▸ TASK BRIEF
In the records below, count the lines that have "woman" and answer with the number alone.

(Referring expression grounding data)
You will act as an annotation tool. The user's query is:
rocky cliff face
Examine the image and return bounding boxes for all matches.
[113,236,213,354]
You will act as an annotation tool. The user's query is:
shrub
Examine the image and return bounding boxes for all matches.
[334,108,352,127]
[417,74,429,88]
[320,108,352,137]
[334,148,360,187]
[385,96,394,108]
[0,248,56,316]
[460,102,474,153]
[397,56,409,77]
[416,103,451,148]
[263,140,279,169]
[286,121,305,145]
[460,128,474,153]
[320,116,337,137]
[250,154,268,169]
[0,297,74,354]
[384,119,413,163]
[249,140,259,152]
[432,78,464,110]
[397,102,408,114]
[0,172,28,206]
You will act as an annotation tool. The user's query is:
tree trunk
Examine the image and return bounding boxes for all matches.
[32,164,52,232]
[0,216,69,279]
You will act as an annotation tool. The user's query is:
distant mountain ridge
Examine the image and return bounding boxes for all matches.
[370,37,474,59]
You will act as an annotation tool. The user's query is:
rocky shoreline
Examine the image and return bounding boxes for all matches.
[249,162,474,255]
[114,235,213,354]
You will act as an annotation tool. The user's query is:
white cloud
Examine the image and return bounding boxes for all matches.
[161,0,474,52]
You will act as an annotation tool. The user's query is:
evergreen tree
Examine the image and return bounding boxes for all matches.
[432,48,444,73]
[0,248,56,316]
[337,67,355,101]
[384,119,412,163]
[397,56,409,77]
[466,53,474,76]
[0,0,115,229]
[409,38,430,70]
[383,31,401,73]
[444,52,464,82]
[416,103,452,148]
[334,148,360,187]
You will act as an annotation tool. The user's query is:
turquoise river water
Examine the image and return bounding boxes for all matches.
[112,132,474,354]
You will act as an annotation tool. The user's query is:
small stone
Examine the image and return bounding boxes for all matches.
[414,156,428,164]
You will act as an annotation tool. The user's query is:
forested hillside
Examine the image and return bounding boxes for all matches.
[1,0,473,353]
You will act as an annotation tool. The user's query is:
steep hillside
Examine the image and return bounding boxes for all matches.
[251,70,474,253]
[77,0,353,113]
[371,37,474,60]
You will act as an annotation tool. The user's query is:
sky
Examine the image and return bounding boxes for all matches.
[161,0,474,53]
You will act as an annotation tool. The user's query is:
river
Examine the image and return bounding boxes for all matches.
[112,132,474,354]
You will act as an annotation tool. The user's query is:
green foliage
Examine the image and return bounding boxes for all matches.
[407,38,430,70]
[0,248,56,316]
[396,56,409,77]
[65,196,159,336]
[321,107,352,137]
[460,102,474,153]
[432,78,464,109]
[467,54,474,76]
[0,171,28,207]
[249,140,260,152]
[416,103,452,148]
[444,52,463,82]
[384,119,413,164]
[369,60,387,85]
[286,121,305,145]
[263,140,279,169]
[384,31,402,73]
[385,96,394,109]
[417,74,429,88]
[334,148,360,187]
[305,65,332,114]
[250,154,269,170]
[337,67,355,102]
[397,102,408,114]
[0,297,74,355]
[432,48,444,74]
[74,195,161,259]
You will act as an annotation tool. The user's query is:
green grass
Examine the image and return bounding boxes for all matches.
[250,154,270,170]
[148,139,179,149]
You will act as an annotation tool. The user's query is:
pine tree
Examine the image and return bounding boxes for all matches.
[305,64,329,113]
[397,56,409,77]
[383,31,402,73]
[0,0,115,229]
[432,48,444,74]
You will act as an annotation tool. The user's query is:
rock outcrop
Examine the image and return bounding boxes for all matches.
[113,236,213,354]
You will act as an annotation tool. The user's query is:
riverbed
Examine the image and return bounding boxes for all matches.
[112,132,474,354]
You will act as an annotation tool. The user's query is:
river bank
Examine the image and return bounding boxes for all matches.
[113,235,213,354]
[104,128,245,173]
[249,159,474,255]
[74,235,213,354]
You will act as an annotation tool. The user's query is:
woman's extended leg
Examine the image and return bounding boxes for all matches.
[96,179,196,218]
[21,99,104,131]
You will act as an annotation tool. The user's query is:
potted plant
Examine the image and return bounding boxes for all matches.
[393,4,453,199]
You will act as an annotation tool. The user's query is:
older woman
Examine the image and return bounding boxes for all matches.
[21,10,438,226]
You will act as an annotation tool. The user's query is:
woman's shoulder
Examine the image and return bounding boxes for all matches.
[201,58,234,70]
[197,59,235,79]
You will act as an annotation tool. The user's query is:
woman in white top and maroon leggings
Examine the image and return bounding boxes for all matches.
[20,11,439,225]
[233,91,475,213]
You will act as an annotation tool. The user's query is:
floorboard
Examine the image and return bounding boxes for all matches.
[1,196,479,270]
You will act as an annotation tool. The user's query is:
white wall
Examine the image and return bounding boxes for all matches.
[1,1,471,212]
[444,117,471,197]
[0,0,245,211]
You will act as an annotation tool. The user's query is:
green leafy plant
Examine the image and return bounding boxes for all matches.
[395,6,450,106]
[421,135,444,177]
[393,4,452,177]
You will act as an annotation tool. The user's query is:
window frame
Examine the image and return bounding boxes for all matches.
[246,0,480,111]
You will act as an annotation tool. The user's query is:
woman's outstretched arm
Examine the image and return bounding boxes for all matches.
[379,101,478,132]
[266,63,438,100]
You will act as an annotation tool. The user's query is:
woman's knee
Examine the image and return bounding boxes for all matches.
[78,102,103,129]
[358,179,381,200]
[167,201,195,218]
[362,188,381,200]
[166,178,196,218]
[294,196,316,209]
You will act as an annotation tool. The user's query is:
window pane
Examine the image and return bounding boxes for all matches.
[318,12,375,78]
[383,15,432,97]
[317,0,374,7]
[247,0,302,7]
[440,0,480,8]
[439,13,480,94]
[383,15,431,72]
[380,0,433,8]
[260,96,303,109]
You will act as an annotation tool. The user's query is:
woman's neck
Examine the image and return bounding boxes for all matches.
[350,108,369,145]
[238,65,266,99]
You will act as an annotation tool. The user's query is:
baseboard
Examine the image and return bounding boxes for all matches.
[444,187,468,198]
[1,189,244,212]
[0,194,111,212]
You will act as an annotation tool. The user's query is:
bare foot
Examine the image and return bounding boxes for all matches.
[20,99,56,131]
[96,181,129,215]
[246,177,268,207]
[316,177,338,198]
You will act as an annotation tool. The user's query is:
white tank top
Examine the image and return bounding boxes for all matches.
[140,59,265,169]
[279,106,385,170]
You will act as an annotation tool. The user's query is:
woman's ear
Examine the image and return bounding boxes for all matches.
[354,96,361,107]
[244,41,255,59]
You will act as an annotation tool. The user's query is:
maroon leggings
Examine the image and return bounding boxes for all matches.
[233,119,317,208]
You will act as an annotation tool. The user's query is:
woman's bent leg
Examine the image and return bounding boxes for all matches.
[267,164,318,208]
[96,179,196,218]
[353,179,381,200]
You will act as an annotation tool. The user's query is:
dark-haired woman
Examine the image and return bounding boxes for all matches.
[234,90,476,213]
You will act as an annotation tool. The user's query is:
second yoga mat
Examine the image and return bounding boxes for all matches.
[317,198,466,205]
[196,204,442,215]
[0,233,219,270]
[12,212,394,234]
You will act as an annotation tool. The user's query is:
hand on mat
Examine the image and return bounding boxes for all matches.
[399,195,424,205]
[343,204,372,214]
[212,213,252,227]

▸ EXPECTED ANSWER
10